**WHAT YOU SHOULD DO**
Filter the records below and copy out each line that contains the string "jacket", treating uppercase and lowercase letters as different.

**DATA PROVIDED**
....................
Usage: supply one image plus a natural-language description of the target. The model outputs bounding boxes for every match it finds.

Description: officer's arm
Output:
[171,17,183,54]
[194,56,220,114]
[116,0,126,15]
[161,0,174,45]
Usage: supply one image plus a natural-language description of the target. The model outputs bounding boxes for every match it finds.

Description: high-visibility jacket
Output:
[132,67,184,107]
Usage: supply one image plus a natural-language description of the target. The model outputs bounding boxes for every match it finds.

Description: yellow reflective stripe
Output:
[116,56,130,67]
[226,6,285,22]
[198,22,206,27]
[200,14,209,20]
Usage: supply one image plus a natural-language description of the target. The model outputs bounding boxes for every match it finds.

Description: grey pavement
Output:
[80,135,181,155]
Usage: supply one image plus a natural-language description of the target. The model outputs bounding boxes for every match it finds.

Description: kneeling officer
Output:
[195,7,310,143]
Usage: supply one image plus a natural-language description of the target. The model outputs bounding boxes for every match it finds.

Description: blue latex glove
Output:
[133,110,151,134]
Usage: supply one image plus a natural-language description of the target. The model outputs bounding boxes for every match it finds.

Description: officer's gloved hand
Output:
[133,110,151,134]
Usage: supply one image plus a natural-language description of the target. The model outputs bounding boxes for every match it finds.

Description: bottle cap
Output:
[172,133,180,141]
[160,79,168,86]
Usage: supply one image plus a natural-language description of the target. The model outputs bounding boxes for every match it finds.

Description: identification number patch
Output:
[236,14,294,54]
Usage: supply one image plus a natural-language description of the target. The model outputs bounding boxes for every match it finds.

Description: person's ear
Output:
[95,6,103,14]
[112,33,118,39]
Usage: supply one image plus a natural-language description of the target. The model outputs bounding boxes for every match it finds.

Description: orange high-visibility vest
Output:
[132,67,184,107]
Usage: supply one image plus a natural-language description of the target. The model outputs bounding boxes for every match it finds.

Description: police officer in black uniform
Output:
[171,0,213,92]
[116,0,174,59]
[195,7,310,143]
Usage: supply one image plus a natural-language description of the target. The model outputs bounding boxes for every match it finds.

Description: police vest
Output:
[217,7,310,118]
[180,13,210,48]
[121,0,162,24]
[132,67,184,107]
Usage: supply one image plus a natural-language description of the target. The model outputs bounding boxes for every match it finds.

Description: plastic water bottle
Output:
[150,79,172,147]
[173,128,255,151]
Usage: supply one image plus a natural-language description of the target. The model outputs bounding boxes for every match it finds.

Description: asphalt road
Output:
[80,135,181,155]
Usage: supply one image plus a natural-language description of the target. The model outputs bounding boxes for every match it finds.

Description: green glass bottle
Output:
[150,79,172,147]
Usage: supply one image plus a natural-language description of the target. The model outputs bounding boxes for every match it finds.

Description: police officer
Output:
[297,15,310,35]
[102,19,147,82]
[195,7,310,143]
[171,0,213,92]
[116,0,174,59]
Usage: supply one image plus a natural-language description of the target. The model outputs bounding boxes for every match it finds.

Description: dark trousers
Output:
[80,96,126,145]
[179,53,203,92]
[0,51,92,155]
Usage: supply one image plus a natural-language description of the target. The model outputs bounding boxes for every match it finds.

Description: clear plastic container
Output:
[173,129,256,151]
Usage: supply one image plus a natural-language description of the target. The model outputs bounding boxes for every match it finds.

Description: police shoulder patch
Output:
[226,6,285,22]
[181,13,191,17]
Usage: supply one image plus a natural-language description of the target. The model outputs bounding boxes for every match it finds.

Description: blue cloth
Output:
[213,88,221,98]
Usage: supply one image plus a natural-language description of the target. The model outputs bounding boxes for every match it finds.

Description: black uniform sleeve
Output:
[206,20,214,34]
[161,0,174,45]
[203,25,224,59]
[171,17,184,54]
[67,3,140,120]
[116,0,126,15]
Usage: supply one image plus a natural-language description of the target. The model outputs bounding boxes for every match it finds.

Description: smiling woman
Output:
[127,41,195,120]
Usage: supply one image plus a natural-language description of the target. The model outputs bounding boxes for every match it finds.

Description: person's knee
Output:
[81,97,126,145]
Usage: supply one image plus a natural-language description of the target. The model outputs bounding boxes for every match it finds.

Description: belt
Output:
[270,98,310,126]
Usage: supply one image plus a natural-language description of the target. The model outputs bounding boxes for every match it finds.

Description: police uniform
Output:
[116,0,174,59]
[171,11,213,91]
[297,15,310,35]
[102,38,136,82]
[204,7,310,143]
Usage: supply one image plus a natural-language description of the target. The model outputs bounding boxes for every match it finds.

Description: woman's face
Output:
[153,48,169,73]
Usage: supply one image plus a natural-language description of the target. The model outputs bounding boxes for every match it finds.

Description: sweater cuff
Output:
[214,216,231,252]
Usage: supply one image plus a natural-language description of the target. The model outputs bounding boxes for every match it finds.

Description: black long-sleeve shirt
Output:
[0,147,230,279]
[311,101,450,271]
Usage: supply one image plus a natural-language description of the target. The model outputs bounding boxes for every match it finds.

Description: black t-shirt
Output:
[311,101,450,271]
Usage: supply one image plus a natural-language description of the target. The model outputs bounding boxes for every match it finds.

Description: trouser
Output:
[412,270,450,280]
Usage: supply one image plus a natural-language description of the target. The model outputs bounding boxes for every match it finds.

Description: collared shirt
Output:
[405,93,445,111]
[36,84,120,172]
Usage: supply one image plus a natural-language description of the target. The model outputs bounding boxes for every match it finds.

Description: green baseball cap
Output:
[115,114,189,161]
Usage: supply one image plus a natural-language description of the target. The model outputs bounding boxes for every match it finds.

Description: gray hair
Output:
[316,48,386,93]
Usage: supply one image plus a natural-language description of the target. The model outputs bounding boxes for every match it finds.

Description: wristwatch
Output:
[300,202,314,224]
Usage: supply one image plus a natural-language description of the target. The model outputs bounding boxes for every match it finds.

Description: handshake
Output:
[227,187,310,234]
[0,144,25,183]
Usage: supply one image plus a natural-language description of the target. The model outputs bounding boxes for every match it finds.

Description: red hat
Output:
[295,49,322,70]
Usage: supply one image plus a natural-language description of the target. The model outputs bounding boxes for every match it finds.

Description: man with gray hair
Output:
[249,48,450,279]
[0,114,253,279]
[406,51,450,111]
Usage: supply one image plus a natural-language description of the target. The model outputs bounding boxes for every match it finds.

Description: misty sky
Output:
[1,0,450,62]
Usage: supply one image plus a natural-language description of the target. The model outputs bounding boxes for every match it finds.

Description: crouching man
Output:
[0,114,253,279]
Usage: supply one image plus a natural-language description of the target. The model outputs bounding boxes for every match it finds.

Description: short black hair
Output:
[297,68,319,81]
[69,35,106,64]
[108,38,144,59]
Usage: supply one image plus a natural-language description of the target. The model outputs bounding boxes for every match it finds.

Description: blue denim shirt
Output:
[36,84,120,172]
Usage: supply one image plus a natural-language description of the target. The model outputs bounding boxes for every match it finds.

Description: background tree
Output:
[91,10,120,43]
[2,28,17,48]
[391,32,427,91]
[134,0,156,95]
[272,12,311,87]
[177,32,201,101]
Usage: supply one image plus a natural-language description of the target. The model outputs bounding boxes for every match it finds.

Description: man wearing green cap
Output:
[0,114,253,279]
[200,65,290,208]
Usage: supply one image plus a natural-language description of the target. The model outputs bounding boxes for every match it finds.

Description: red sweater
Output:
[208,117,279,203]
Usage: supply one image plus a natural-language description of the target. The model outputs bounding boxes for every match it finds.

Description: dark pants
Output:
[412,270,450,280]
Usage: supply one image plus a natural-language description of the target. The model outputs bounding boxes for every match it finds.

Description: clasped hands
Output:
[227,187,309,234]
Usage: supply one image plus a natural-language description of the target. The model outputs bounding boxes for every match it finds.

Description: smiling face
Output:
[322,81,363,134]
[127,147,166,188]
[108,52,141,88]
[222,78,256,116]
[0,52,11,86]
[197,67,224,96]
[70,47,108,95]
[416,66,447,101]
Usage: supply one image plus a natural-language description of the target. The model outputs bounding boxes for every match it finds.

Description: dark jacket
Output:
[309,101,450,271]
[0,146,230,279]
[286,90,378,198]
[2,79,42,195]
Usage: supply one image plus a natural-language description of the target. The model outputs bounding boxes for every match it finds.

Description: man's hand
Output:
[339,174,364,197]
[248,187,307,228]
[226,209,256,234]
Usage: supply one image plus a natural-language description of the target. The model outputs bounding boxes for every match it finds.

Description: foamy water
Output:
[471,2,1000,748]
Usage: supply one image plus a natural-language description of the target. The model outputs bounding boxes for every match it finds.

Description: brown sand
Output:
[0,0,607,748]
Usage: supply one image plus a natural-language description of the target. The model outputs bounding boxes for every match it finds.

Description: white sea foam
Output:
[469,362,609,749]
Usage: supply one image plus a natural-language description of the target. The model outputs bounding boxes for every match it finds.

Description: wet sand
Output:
....................
**RIGHT ANSWER**
Description: high-visibility jacket
Description: dark jacket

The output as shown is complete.